Toprağa Uygulanan Farklı Nem ve Biyoçarın NO3, NH4 ve CO2-C Emisyonuna Etkisi

Year 2021, Volume: 9 Issue: 1, 1 - 12, 30.06.2021

Erdal Sakin Nuri Elik

Abstract

Karasal karbon döngüsünün önemli bileşenlerinden olan toprak solunumu, atmosfere karbon (CO2) transferinin ana işlemleridir. Toprak karasal karbonun depolarından olduğu gibi ana emisyon kaynaklarını da oluşturmaktadır. Farklı nem içeriğine sahip normal toprakta (Ns) CO2-C (mg CO2-C kg-1) çıkışı en düşük %35 nem (116.10 mg CO2-C kg-1) en yüksek ise %55 nem (191.54 mg CO2-C kg-1) içeriğinde ölçülmüştür. Biyoçar + nem uygulanan toprak örneklerinde CO2-C çıkışı en az BC+%35 (103.16 mg CO2-C kg-1), en fazla BC+%55 (171.15 mg CO2-C kg-1) uygulamalarında ölçülmüştür. Farklı nem içeriğine sahip toprak örneklerinde yapılan MBC hesaplamalarında en fazla MBC içeriği %55 nem, en düşük ise %35 nem içeriğinde tespit edilmiştir. Biyoçar + farklı nem uygulamaları toprakların NH4 içeriğini arttırdığı ve en yüksek NH4 konsantrasyonun ise %45 nemde ölçülmüştür. Biyoçar uygulaması + farklı nem içerikleri NO3 konsantrasyonlarında kısmen artış görülmüştür. NO3 konsantrasyonu en fazla %55, en düşük %45 nem düzeylerinde belirlenmiştir.

■ ■ ■ ■ ■

» **Görev Koşulları**:
Toprak nemi ve biyoçar konulu özeti kaldığı yerden devam ettirin. Aşağıdaki satırlar farklı bir kaynaktan alınmıştır.

Bir veri kümesinde yer alan satırlar
■ ■ ■ ■ ■

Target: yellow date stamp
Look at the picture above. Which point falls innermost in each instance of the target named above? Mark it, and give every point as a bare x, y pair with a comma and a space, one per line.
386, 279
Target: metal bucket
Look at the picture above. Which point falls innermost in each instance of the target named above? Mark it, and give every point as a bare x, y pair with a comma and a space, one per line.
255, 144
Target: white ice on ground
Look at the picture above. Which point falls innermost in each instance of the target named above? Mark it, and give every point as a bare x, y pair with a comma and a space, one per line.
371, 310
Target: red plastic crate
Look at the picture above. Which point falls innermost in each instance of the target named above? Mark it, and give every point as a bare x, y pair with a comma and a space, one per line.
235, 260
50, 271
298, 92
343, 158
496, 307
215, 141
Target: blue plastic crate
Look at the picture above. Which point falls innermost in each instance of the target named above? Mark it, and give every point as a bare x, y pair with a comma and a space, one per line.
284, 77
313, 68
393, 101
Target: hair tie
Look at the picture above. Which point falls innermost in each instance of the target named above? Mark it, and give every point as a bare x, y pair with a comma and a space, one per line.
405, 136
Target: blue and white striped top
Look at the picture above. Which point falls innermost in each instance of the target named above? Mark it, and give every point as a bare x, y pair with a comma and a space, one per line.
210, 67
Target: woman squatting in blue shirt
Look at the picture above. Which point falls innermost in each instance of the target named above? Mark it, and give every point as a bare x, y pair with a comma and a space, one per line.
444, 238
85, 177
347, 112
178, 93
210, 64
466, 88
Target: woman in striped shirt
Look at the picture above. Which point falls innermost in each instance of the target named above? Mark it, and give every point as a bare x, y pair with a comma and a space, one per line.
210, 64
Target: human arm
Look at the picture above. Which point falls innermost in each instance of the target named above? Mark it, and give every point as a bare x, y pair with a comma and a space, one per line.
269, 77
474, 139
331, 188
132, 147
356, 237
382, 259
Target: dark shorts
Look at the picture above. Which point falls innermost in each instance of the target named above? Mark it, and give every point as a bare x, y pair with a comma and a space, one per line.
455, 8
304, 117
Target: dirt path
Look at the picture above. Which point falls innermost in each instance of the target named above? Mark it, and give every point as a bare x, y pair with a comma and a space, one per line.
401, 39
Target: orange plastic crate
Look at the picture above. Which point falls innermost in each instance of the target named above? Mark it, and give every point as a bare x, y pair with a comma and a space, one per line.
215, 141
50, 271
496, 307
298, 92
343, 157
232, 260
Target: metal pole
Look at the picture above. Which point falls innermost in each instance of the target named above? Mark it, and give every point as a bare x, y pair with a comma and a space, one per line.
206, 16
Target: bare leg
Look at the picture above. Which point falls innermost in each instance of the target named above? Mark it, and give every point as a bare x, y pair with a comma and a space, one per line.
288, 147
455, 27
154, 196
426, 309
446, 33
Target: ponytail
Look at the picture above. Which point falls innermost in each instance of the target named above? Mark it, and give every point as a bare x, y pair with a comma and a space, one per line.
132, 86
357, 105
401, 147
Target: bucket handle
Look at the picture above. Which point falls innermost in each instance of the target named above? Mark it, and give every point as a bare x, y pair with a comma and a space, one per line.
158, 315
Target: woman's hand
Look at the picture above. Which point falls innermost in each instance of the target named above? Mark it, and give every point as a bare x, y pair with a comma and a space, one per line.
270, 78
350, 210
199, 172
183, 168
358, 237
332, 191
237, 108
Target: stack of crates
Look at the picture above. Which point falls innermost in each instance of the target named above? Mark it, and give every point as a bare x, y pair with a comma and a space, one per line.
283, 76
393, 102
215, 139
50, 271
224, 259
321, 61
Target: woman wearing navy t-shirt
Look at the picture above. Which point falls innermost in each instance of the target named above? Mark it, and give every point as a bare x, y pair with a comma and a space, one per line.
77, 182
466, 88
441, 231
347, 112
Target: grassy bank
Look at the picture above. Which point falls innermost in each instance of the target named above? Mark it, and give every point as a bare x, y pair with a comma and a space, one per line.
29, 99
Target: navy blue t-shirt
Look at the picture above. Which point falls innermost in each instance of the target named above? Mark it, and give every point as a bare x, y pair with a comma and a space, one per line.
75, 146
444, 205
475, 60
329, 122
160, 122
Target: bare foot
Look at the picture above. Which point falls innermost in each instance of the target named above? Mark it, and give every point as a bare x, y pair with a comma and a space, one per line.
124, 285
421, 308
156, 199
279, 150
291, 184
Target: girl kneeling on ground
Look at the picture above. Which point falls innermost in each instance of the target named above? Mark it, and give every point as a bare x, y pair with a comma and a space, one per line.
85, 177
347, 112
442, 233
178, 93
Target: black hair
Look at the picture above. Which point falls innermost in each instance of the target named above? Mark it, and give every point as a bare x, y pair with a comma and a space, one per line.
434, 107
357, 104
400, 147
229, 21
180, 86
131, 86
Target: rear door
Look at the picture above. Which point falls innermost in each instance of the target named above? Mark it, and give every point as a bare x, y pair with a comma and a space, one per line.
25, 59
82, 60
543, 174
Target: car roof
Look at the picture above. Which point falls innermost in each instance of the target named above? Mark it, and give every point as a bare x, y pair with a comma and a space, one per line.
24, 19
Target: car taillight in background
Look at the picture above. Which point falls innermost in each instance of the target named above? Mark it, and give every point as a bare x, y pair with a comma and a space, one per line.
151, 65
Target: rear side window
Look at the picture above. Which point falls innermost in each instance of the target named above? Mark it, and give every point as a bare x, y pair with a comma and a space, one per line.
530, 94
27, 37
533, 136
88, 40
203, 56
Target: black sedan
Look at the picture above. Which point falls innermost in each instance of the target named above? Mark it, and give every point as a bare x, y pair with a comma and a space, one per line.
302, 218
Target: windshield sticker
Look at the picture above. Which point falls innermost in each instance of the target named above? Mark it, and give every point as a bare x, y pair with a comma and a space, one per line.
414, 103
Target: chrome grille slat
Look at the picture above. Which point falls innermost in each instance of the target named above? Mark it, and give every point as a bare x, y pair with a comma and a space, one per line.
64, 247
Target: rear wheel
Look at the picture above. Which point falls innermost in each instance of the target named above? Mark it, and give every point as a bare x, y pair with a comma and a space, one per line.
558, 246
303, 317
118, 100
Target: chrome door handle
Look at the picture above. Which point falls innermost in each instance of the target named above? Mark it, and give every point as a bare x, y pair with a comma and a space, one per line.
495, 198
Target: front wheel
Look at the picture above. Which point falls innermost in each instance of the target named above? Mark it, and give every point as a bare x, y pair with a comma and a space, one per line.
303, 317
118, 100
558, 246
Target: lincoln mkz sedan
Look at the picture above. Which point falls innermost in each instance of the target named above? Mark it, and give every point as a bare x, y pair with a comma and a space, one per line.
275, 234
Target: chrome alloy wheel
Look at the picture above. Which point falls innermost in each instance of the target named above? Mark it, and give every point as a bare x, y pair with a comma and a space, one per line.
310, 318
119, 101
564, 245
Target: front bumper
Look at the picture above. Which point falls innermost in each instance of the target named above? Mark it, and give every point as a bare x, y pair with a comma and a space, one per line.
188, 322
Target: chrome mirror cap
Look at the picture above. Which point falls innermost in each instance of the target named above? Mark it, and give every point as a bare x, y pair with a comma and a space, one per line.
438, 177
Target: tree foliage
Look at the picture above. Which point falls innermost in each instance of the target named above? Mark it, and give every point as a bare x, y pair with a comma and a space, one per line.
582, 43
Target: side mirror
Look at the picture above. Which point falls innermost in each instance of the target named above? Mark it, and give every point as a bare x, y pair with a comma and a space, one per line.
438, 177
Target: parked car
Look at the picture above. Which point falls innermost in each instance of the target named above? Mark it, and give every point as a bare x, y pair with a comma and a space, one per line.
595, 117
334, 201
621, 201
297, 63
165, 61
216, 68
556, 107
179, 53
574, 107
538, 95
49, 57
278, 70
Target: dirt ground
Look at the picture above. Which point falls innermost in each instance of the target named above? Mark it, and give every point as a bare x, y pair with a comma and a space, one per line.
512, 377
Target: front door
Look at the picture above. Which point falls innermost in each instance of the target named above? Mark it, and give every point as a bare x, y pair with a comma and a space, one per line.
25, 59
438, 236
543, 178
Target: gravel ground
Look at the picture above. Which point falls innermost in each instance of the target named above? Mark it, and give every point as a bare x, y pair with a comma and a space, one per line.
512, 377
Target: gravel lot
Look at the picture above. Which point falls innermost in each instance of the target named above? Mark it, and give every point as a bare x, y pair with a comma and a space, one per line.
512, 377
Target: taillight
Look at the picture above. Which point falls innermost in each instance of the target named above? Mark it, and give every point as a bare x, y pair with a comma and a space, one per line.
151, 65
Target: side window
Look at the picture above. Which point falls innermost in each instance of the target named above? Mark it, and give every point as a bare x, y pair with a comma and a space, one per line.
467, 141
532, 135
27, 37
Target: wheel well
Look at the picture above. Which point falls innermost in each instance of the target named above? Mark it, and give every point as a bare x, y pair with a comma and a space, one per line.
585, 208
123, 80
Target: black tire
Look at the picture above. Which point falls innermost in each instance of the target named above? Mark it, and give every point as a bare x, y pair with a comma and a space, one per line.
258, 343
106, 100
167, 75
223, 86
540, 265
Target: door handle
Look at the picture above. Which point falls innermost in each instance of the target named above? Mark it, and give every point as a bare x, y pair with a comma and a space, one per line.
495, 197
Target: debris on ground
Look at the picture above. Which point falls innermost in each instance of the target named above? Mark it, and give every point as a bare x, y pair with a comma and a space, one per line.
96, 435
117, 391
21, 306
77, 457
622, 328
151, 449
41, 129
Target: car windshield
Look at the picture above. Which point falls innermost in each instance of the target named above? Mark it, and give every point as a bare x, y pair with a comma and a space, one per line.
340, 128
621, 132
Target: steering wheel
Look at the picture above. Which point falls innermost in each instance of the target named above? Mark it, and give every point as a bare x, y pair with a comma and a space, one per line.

■ ■ ■ ■ ■

» **Sonuç**:
Keywords

biyoçar, farklı nem içeriği, CO2, NO3, NH4

References

• Angert, A., Yakir, D., Rodeghiero, M., Preisler, Y., Davidson, E.A., T. Weiner. (2015). Using O2 to study the relationships between soil CO2 efflux and soil respiration. Biogeosciences, 12, 2089–2099.
• Atarashi-Andoh, M., Koarashi, J., Ishizuka, S., Hirai, K., 2012. Seasonal patterns and control factors of CO2 effluxes from surface litter, soil organic carbon, and root-derived carbon estimated using radiocarbon signatures. Agric. For. Meterol., 152, 149–158.
• Anderson JPE (1982) Soil respiration. In: Page AL (ed) Methods of Soil Analysis, Part 2, 2nd edn. Am Soc Agron, Madison, pp 831–871.
• Artiola, J.F., Rasmussen, C., Freitas, F., 2012. Effects of a Biochar-Amended Alkaline Soil on the Growth of Romaine Lettuce and Bermudagrass. Soil Science, 177 (9):561-570.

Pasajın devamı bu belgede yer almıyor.